- Set exercise -
Please rewrite the records as a numbered list, starting at the line that contains "the player's arm." and ending at the end of the records, with blank lines dropped. Leave the pictures out of the answer.

[Start Dataset content]

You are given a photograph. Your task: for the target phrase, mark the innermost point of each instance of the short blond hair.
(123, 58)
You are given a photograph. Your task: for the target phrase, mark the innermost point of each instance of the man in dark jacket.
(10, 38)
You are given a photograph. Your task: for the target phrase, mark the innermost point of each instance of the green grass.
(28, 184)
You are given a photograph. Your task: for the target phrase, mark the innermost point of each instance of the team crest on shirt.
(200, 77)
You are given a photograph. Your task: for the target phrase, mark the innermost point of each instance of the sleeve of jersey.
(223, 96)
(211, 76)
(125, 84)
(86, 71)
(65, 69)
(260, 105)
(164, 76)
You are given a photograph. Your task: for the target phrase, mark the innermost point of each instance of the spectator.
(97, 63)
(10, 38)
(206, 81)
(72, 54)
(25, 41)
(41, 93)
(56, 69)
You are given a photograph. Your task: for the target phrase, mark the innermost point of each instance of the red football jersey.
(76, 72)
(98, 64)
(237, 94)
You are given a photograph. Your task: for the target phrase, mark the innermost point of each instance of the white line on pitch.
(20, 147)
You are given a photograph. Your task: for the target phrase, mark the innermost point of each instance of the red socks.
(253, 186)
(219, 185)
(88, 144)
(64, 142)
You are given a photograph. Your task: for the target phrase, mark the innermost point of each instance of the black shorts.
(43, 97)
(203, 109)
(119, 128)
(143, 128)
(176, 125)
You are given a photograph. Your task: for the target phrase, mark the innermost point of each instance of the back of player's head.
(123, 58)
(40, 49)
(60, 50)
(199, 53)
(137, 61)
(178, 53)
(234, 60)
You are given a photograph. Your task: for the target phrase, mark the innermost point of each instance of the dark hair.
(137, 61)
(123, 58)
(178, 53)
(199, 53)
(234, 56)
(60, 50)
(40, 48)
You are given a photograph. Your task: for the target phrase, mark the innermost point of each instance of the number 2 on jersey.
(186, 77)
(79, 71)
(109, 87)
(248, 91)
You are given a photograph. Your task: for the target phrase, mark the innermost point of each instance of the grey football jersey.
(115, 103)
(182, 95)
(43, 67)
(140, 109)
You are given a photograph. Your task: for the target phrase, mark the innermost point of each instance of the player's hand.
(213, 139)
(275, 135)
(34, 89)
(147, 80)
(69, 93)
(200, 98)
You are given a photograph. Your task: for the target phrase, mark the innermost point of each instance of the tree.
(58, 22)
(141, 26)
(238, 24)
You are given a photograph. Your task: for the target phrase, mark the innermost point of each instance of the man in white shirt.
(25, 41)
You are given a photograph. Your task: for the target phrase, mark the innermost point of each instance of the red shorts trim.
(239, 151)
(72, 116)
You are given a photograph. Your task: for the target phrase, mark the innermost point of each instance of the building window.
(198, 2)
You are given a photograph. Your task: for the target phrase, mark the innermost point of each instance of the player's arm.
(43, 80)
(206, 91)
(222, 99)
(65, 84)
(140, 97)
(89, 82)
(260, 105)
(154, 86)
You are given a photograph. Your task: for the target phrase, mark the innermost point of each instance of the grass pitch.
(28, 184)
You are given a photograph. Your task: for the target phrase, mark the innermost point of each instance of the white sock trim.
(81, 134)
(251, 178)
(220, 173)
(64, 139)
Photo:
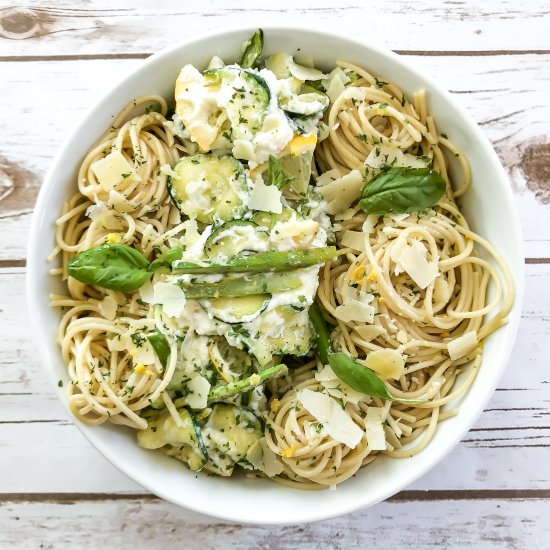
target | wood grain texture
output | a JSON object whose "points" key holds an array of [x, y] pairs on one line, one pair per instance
{"points": [[507, 96], [507, 449], [142, 523], [101, 27]]}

[End Dataset content]

- Worked answer -
1. You are given a photograph. Your task: for the target phrase, mark the innermost point of each instance of the player's arm.
2. (43, 80)
3. (206, 91)
4. (222, 99)
5. (65, 84)
6. (140, 97)
7. (89, 82)
8. (260, 105)
9. (154, 86)
10. You are given a photograph. Your task: for the target phrase, mark the innermost point of each instance of the grass pitch.
11. (28, 184)
12. You are given a photograph. Your task: for the target phrase, mark the innermost point of each instance of the white sock trim.
13. (81, 134)
14. (251, 178)
15. (220, 173)
16. (64, 139)
17. Photo:
18. target | wood grain texture
19. output | a JSON object whose "points" key holds an array of [x, y] pairs on one line, one pair per instance
20. {"points": [[507, 96], [507, 449], [142, 523], [101, 27]]}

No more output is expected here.